What this exercise asks:
**A.** Answer these questions from the forum thread about vegans and political rhetoric, one per line:
(i) What share of the US population does CrispyQ say vegetarians make up?
(ii) What two changes does Lucky Luciano say Ted Cruz claimed Beto would bring to Texas?
(iii) How many posts are shown for paleotn?
**B.** Extend the forum thread about vegans and political rhetoric, starting after its final sentence.

Excerpted passage:
Nothing drives me crazier than these privileged people generalizing their ideas and forcing them on Americans as the ideas they should be supporting. I really hate it when I, who live in middle America, am told how I think by republican hacks. Call me sensitive, but I prefer speaking for myself.

CrispyQ

(36,461 posts)
5. Vegans? Seriously?
Sat Nov 24, 2018, 11:29 AM
Nov 2018

That made me LOL. Vegetarians are about 2% of the US population, so vegans even less.

Good article, though.

Lucky Luciano

(11,254 posts)
7. Absolutely! Remember Ted Cruz saying Beto will make Texas like the wimps in California...
Sat Nov 24, 2018, 11:36 AM
Nov 2018

...by taking away barbecues and bringing in tofu!

paleotn

(17,912 posts)
19. Reality doesn't matter to these people.

Data extracts:
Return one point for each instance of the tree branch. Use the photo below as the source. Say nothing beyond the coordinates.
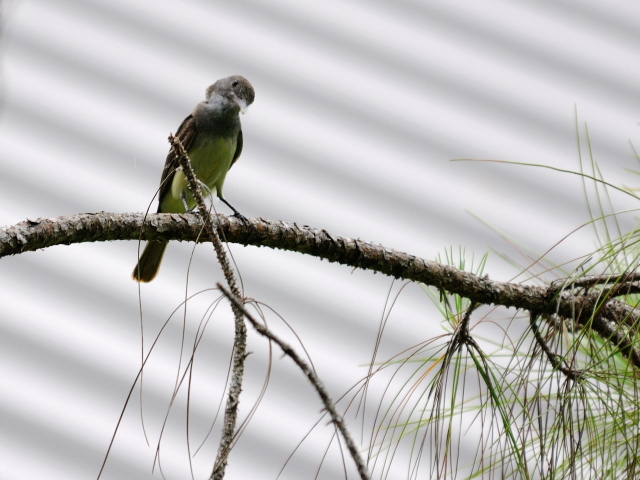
(592, 309)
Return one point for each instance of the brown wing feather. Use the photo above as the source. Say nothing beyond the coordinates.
(186, 132)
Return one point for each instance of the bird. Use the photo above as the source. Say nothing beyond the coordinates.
(212, 137)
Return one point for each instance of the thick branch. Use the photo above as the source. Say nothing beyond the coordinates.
(611, 315)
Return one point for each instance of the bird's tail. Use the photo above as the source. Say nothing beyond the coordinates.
(149, 262)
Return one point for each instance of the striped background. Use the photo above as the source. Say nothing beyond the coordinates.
(359, 107)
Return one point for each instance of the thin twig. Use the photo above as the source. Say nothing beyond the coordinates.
(590, 310)
(337, 420)
(240, 341)
(555, 359)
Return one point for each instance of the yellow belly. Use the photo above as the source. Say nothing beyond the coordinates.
(211, 160)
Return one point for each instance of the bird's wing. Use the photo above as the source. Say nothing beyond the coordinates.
(238, 149)
(186, 132)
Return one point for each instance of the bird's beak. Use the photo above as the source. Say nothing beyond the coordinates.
(242, 103)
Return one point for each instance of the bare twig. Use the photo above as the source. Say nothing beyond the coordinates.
(555, 359)
(240, 341)
(337, 420)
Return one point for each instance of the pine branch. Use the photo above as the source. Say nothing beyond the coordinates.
(613, 320)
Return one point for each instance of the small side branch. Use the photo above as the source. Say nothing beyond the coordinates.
(337, 420)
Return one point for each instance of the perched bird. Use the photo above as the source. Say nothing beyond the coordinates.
(212, 137)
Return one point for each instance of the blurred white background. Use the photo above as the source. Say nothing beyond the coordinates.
(360, 106)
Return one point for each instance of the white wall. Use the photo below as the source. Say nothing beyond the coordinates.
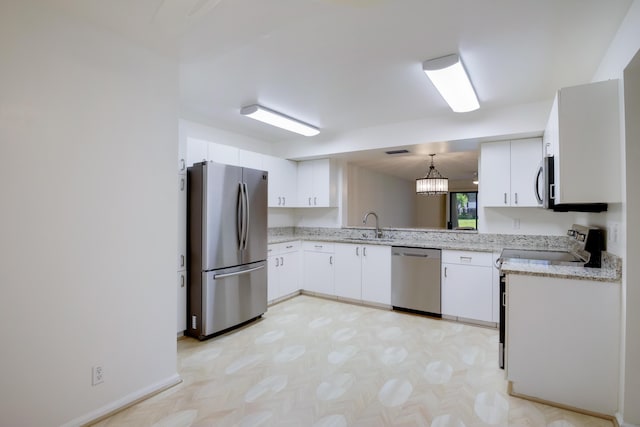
(88, 142)
(622, 50)
(391, 198)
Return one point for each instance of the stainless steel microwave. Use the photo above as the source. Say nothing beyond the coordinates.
(545, 190)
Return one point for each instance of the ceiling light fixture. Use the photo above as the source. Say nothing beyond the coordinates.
(450, 78)
(432, 184)
(265, 115)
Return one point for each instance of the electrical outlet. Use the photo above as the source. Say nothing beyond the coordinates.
(98, 375)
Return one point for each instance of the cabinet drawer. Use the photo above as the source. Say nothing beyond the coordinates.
(318, 247)
(467, 258)
(283, 247)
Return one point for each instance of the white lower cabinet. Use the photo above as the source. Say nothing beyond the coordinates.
(283, 270)
(318, 267)
(467, 285)
(363, 272)
(563, 341)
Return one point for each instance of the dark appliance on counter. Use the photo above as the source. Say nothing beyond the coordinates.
(587, 244)
(545, 191)
(227, 247)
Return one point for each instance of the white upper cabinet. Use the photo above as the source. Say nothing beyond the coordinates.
(583, 135)
(197, 151)
(283, 188)
(317, 183)
(508, 170)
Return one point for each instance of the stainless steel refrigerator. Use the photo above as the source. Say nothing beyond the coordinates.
(227, 247)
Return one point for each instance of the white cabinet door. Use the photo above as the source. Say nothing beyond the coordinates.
(318, 272)
(182, 302)
(273, 276)
(348, 275)
(283, 188)
(305, 184)
(495, 173)
(526, 155)
(316, 183)
(588, 140)
(322, 183)
(376, 274)
(507, 172)
(467, 291)
(289, 273)
(496, 298)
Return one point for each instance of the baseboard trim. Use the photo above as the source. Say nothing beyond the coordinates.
(611, 418)
(124, 402)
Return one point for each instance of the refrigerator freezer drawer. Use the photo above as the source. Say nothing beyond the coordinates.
(232, 296)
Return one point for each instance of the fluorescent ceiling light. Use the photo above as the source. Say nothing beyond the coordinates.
(450, 78)
(280, 120)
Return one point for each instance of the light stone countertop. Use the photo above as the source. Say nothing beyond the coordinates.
(471, 242)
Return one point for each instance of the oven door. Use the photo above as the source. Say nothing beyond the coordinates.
(543, 184)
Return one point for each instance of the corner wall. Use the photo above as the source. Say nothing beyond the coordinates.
(88, 131)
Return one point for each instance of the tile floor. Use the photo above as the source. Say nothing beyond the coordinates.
(323, 363)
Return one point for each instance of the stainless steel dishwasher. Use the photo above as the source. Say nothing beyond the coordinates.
(415, 280)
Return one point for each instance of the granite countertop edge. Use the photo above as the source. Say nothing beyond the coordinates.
(567, 272)
(563, 272)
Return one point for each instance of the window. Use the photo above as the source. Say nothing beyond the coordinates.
(463, 210)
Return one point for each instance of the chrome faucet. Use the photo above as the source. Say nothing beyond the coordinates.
(364, 221)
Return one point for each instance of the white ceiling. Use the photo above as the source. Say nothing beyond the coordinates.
(344, 65)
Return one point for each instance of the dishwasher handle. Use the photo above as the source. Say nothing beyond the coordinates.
(415, 252)
(410, 254)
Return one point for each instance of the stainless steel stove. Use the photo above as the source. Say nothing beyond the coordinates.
(529, 256)
(587, 244)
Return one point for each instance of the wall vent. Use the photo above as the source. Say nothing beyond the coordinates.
(394, 152)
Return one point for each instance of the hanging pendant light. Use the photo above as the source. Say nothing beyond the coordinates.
(434, 183)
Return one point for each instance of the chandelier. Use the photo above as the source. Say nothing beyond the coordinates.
(432, 184)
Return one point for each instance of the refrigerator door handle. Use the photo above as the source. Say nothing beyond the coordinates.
(246, 214)
(237, 273)
(240, 217)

Written answers:
**A.**
(i) About 2%
(ii) Taking away barbecues and bringing in tofu
(iii) 17,912

**B.**
Sat Nov 24, 2018, 03:01 PM
Nov 2018

What does is the vegan agenda to force feed their male children a vegetable diet rich in soy based estrogen, destroying their masculinity and turning them into limp wristed liberals and gays. Seriously, these people actually believe that shit. It doesn't matter the % of the population or if a particular fear even exists at all. It's all in their simple, uneducated minds and it's damn dangerous.

slumcamper

(1,606 posts)
9. Nothing new here
Sat Nov 24, 2018, 11:59 AM
Nov 2018

In the mid-50s, anthropologists George and Louise Spindler's work addressed the American "mainstream culture" and its transmission, which they characterized rather innocuously as a "dialogue."

The construction and maintenance of this notion is the progenitor of today's rabid attacks on multiculturalism or differentness.

Just sayin'.

yardwork

(61,599 posts)
13. Goes back to the 1930s and is closely tied with white supremacy.
Sat Nov 24, 2018, 12:43 PM
Nov 2018

The populist movement in the U.S. in the 1930s-1950s was all about preserving "white" culture.

Honeycombe8

(37,648 posts)
12. It's a cult. They accept that their leader is special, so special rules apply to him.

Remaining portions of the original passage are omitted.